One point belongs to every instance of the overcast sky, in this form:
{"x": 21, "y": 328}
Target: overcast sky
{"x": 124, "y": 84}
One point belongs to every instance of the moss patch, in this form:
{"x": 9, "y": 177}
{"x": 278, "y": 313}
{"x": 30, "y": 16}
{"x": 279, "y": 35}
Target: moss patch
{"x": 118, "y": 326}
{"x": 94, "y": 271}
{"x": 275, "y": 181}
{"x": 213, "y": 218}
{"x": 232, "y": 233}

* * *

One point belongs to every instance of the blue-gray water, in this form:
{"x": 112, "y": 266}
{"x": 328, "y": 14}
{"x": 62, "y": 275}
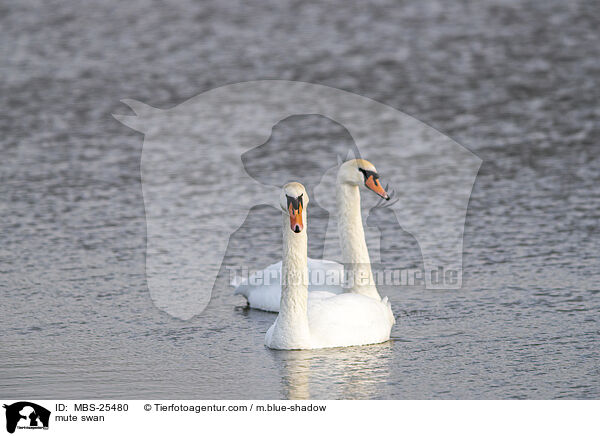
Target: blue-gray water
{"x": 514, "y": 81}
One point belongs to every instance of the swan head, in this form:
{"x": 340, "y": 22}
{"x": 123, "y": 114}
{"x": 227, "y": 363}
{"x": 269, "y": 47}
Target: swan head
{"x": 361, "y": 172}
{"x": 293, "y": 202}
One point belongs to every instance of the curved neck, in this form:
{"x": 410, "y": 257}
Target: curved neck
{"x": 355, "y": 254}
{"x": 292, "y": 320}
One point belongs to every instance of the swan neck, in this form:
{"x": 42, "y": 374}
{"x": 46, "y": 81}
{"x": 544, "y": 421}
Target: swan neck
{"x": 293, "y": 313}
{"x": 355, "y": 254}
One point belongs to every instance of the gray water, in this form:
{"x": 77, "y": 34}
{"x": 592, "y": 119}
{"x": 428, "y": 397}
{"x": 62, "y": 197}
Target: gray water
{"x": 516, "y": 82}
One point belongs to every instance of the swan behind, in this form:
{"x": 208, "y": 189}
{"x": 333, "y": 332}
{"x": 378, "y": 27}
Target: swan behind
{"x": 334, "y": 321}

_Exercise_:
Copy out every line of the records that contains the word "this". Treat the match as case-sensitive.

_Complete response_:
One point belongs to every instance of the overcast sky, in this form:
One point belongs to every instance of the moss patch, in this form:
One point belongs to every instance of the blue-gray water, in this form:
One point belongs to every instance of the swan head, in this form:
One point belongs to every instance of the curved neck, in this form:
One point belongs to every instance of the swan neck, in this form:
One point belongs to every instance of the gray water, in this form:
One point belongs to every instance of the swan behind, in this form:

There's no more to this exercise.